Please continue the post on InnoDB data compression in MySQL from the point where it stops.

## Text block
↓
Sunday, June 24, 2018

On InnoDB Data Compression in MySQL

Another story that I've prepared back in April for my meeting with one of customers in London was a "compression story". We spent a lot of time on it in several support issues in the past, with only limited success.

In case of InnoDB tables, there are actually two ways to compress data (besides relying on filesystem compression or compressing individual columns at server or application side). Historically the first one was introduced by the Barracuda InnoDB file format and ROW_FORMAT=COMPRESSED it supported. Notable number of related bugs were reported with time, and it may be not that easy to identify them all (you can find current list of bugs tagged with "compression" here). I've picked up the following bugs for my "story":
  • Bug #88220 - "compressing and uncompressing InnoDB tables seems to be inconsistent". Over years Simon Mudd, Monty Solomon (see related Bug #70534 - "Removing table compression leaves compressed keys") and other community members reported several bugs related to inconsistencies and surprises with key_block_size option. It is used for both MyISAM and InnoDB storage engines (for compressed tables) and it seems nobody is going to fix the remaining problems until they are gone with MyISAM engine.
  • Bug #69588 - "MyISAM to InnoDB compressed slower than MyISAM to InnoDB, Then InnoDB to Compressed". Just a detail to take into account, noted 5 years ago by Joffrey MICHAIE, verified almost 4 years ago and then getting zero public attention from Oracle engineers.
  • Bug #62431 - "What is needed to make innodb compression work for 32KB pages?". Nothing can be done according to the manual:
    "In particular, ROW_FORMAT=COMPRESSED in the Barracuda file format assumes that the page size is at most 16KB and uses 14-bit pointers."
  • Bug #78827 - "Speedup replication of compressed tables". Come on, Daniël van Eeden, nobody cares that
    "Replication and InnoDB compressed tables are not efficiently working together."
    The bug is still "Open".
  • Bug #75110 - "Massive, to-be-compressed not committed InnoDB table is total database downtime". This problem was reported by Jouni Järvinen back in 2014. Surely this is not a bug, but it seems nobody even tried to speed up compression in any way on multiple cores.
  • Bug #84439 - "Table of row size of ~800 bytes does not compress with KEY_BLOCK_SIZE=1". It was reported by Jean-François Gagné, who asked for a reasonable error message at least. Nothing happens after verification.
  • Bug #77089 - "Misleading innochecksum error for compressed tables with key_block_size=16". This problem was reported by Laurynas Biveinis more than three years ago, immediately verified and then got zero attention.
The boats above do not use the space for mooring efficiently. They need better compression.
↑
(Location identification items)
↓
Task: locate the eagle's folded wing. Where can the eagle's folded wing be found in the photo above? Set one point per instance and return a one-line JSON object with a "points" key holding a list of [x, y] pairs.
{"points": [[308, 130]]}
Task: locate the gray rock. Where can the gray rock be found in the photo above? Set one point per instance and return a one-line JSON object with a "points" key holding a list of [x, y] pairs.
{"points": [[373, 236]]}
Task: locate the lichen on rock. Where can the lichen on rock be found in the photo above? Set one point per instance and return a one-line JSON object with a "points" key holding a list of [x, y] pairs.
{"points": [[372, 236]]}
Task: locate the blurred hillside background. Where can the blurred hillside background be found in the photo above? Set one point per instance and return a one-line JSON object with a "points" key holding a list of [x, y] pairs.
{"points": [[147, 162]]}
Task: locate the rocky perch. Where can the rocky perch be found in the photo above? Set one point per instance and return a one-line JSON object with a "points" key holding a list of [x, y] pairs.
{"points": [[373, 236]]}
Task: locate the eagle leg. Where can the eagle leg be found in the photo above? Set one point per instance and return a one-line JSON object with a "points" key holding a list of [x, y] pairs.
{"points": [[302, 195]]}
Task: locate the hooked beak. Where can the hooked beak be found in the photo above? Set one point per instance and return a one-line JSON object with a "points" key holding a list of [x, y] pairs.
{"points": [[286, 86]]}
↑
## Response to this task
Transparent Page Compression for InnoDB tables was added later and looked promising. If you are lucky to use filesystem with sparse file and hole punching support and proper OS or kernel version, then you could expect notable saving of disk space with very few additional keystrokes (like COMPRESSION="zlib") when defining the table. Different compression libraries were supported. Moreover (see here), only uncompressed pages are stored in memory in this case, and this improved the efficiency of buffer pool usage. Sounded promising originally, but there are still bugs to consider:
  • Bug #78277 - "InnoDB deadlock, thread stuck on kernel calls from transparent page compression". This bug alone (reported by Mark Callaghan back in 2015) may be a reason to NOT use the feature in production, as soon as you hit it (chances are high). there are many interesting comments that there are environments where the feature works as fast as expected, but I think this summary is good enough for most users:
    "[19 Oct 2015 15:56] Mark Callaghan
    Slow on XFS, slow on ext4, btrfs core team tells me it will be slow there. But we can celebrate that it isn't slow on NVMFS - closed source, not GA, can't even find out where to buy it, not aware of anyone running it."
    The bug is still "Open".
  • Bug #81145 - "Sparse file and punch hole compression not working on Windows". Not that I care about Windows that much, but still. The bug is "Verified" for 2 years.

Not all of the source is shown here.